• 課題: 本文抜粋では、「愛するということ」は何年に出版されたとしているか。

こんにちは、ショーイです。
心理学の古典的名著「愛するということ」の独自要約&感想です。
ドイツの心理学者、エーリッヒ・フロムによって1956年に出版されました。
「愛は技術である」という前提を基に、以下のことを伝えてくれます。
- 愛するとはどのような能力か?
- どのようにすれば身につけられるか?
フロム曰く「現代の社会で、本当に愛することができる人は稀である」とのこと。
この記事では「愛するということ」の3つのポイントを、独自要約でわかりやすくまとめていきます。
愛するということは、おたがいに顔を見あうことではなくて、いっしょに同じ方向を見ることだ。
サン=テグジュペリ「人間の土地」
「愛するということ」要約ポイント1:【愛は技術である】フロムの名言
愛とは感情ではなく、”愛する”という技術である。
多くの人は「愛」について、学び、訓練する能力ではなく、相手次第で決まる一種の感情か何かだと思っています。
例えば、こんな感じ。
- 「理想のタイプの人が現れたら、私はその人を愛するのになぁ。」
- 「愛せる仕事場さえあれば、もっと頑張れるのに」
こんな感じで「愛することは簡単にできるけど、愛する対象を見つけることが難しい」と考えている、ということ。
フロムはこう言います。

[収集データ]
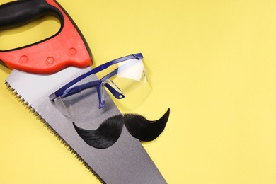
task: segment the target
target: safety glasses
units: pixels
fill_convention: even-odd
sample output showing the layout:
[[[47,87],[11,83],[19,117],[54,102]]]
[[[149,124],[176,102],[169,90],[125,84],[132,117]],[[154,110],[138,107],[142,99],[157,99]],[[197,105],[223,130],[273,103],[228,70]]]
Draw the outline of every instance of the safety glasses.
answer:
[[[51,94],[49,98],[53,101],[57,98],[62,99],[84,89],[96,87],[98,108],[103,108],[105,106],[106,89],[117,99],[122,99],[128,92],[146,83],[147,76],[142,59],[143,55],[138,53],[105,63],[76,77]],[[103,76],[100,80],[74,86],[88,76],[100,73]]]

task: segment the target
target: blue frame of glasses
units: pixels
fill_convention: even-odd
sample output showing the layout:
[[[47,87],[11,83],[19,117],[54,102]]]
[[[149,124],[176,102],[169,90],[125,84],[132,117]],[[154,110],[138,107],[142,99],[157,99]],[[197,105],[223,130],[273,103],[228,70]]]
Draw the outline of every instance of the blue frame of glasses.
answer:
[[[102,91],[103,86],[105,86],[110,91],[110,93],[114,96],[117,99],[121,99],[125,97],[125,96],[122,94],[122,92],[120,90],[120,88],[110,80],[108,79],[112,77],[113,76],[117,74],[117,71],[119,68],[115,69],[113,71],[109,73],[106,76],[103,76],[101,79],[100,80],[96,80],[96,81],[93,81],[90,82],[85,83],[84,84],[81,84],[79,86],[71,87],[73,85],[76,84],[76,83],[79,82],[82,79],[88,77],[88,76],[91,76],[92,74],[96,74],[98,72],[100,72],[109,67],[117,64],[119,62],[125,62],[126,60],[132,59],[136,59],[137,60],[140,60],[143,59],[143,55],[142,53],[137,53],[137,54],[134,54],[125,57],[122,57],[114,60],[112,60],[110,62],[108,62],[107,63],[103,64],[102,65],[100,65],[97,67],[95,67],[92,69],[91,71],[88,72],[86,72],[74,80],[71,81],[68,84],[65,84],[62,87],[61,87],[59,89],[58,89],[56,92],[53,93],[52,94],[49,96],[49,98],[51,101],[53,101],[54,99],[57,98],[65,98],[67,96],[71,96],[73,94],[75,94],[76,93],[79,93],[84,89],[89,88],[91,87],[96,86],[97,88],[97,93],[98,93],[98,101],[99,101],[99,105],[98,108],[103,108],[105,106],[105,100],[103,99],[103,96],[102,96]],[[124,66],[122,66],[120,67],[123,67]],[[105,82],[108,81],[108,82]],[[109,83],[111,83],[113,86],[110,86]],[[114,86],[116,88],[114,88]]]

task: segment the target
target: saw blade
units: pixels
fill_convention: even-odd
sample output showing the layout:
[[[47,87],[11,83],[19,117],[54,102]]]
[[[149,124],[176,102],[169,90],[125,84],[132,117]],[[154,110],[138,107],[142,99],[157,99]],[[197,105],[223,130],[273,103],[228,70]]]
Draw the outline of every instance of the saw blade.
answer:
[[[6,84],[102,183],[166,183],[140,142],[132,137],[125,127],[119,139],[104,149],[90,146],[74,130],[73,122],[82,128],[93,130],[106,118],[120,113],[110,96],[105,98],[105,107],[101,110],[98,108],[95,88],[67,98],[65,103],[70,105],[72,112],[71,117],[64,115],[49,100],[50,94],[89,69],[90,67],[69,67],[52,75],[33,74],[13,69]],[[96,79],[94,75],[82,82]]]

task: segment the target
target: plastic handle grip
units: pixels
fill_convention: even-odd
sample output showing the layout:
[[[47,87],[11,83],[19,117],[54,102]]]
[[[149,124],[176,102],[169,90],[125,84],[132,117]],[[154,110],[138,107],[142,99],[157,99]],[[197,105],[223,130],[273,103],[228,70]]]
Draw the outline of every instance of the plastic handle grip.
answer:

• 解答例: 1956年に出版された。